Start of TASK INPUT

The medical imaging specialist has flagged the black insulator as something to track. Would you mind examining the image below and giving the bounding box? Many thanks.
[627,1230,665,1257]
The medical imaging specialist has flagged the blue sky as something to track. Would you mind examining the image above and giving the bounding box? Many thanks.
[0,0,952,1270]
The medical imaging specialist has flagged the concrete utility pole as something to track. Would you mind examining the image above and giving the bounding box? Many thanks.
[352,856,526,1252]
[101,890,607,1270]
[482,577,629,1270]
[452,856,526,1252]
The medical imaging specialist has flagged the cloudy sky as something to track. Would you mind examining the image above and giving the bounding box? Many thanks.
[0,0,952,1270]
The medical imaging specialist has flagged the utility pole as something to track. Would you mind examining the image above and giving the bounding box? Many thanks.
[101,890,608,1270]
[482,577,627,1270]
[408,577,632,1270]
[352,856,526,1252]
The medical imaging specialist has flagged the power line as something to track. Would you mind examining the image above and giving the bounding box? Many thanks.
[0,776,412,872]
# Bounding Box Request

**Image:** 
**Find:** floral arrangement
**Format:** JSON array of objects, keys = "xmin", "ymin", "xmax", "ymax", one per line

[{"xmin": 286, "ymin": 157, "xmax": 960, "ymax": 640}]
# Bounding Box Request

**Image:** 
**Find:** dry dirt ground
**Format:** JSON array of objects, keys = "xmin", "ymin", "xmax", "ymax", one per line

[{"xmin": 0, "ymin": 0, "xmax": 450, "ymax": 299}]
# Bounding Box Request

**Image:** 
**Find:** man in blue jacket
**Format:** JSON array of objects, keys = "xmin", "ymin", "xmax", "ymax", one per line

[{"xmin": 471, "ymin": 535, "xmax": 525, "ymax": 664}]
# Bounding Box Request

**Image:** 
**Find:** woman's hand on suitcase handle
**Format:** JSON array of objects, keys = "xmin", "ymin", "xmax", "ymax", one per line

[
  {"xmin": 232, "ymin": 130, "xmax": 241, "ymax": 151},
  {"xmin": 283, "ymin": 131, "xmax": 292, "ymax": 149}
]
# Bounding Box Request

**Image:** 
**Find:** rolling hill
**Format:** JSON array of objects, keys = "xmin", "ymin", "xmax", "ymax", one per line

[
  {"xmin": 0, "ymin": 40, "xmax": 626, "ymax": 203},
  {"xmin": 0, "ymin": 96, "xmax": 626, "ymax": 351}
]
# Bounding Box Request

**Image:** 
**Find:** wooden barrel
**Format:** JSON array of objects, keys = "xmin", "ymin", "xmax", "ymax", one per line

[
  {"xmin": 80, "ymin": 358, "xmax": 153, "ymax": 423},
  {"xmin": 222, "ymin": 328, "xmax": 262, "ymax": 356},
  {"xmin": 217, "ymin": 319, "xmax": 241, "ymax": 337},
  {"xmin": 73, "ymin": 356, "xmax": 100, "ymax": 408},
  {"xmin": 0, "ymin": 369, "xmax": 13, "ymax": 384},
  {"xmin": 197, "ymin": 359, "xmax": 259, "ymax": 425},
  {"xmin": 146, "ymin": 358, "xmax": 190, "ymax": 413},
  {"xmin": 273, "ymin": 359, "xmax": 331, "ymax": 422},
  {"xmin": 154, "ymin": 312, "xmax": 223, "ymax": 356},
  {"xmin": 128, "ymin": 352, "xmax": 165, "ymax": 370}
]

End of TASK INPUT

REQUIREMENTS ▸ Convert each line of the material above into a Markdown table with the columns Row and Material line, numbering the rows in order and omitting any blank lines.

ANSWER TO THIS PROBLEM ▸
| Row | Material line |
|---|---|
| 1 | The medical imaging specialist has flagged the black insulator as something to track. Would you mind examining the image below and giving the bounding box? Many thanks. |
| 2 | [627,1230,665,1257] |
| 3 | The medical imaging specialist has flagged the blue sky as something to track. Would you mind examining the image above and giving the bounding box? Many thanks. |
| 4 | [0,0,952,1270] |
| 5 | The medical imaging specialist has flagged the concrete utility pole as something to track. Would you mind examining the image above and giving the bounding box? Many thanks. |
| 6 | [352,856,526,1252] |
| 7 | [101,890,607,1270] |
| 8 | [482,577,629,1270] |
| 9 | [452,856,526,1252] |
| 10 | The medical imaging specialist has flagged the cloudy sky as something to track. Would you mind examining the image above and giving the bounding box? Many thanks. |
| 11 | [0,0,952,1270] |
| 12 | The medical imaging specialist has flagged the utility pole as something to track. Would you mind examining the image above and giving the bounding box? Many thanks. |
| 13 | [101,890,608,1270] |
| 14 | [482,577,627,1270] |
| 15 | [408,577,632,1270] |
| 16 | [352,856,526,1252] |
| 17 | The medical imaging specialist has flagged the power line as something to track. Would you mind examining the image above and giving the bounding box? Many thanks. |
| 18 | [0,776,412,872] |
| 19 | # Bounding Box Request |
| 20 | **Image:**  |
| 21 | **Find:** floral arrangement |
| 22 | **Format:** JSON array of objects, keys = "xmin", "ymin", "xmax", "ymax", one per line |
| 23 | [{"xmin": 286, "ymin": 157, "xmax": 960, "ymax": 640}] |
| 24 | # Bounding Box Request |
| 25 | **Image:**  |
| 26 | **Find:** dry dirt ground |
| 27 | **Format:** JSON array of objects, keys = "xmin", "ymin", "xmax", "ymax", one per line |
| 28 | [{"xmin": 0, "ymin": 0, "xmax": 450, "ymax": 299}] |
| 29 | # Bounding Box Request |
| 30 | **Image:**  |
| 31 | **Find:** man in blue jacket |
| 32 | **Format:** JSON array of objects, keys = "xmin", "ymin", "xmax", "ymax", one per line |
| 33 | [{"xmin": 471, "ymin": 535, "xmax": 525, "ymax": 664}] |
| 34 | # Bounding Box Request |
| 35 | **Image:**  |
| 36 | **Find:** woman's hand on suitcase handle |
| 37 | **Format:** JSON array of objects, keys = "xmin", "ymin", "xmax", "ymax", one per line |
| 38 | [ |
| 39 |   {"xmin": 232, "ymin": 130, "xmax": 241, "ymax": 151}, |
| 40 |   {"xmin": 283, "ymin": 131, "xmax": 292, "ymax": 149} |
| 41 | ] |
| 42 | # Bounding Box Request |
| 43 | **Image:**  |
| 44 | **Find:** rolling hill |
| 45 | **Format:** JSON array of objects, keys = "xmin", "ymin", "xmax", "ymax", one per line |
| 46 | [ |
| 47 |   {"xmin": 0, "ymin": 40, "xmax": 626, "ymax": 203}, |
| 48 |   {"xmin": 0, "ymin": 96, "xmax": 626, "ymax": 351} |
| 49 | ] |
| 50 | # Bounding Box Request |
| 51 | **Image:**  |
| 52 | **Find:** wooden barrel |
| 53 | **Format:** JSON array of objects, keys = "xmin", "ymin", "xmax", "ymax", one per line |
| 54 | [ |
| 55 |   {"xmin": 80, "ymin": 358, "xmax": 153, "ymax": 423}, |
| 56 |   {"xmin": 222, "ymin": 328, "xmax": 262, "ymax": 356}, |
| 57 |   {"xmin": 217, "ymin": 319, "xmax": 241, "ymax": 337}, |
| 58 |   {"xmin": 73, "ymin": 356, "xmax": 100, "ymax": 408}, |
| 59 |   {"xmin": 0, "ymin": 369, "xmax": 13, "ymax": 384}, |
| 60 |   {"xmin": 197, "ymin": 359, "xmax": 259, "ymax": 425}, |
| 61 |   {"xmin": 146, "ymin": 358, "xmax": 190, "ymax": 413}, |
| 62 |   {"xmin": 273, "ymin": 359, "xmax": 331, "ymax": 422}, |
| 63 |   {"xmin": 154, "ymin": 312, "xmax": 223, "ymax": 356}, |
| 64 |   {"xmin": 128, "ymin": 352, "xmax": 165, "ymax": 370} |
| 65 | ] |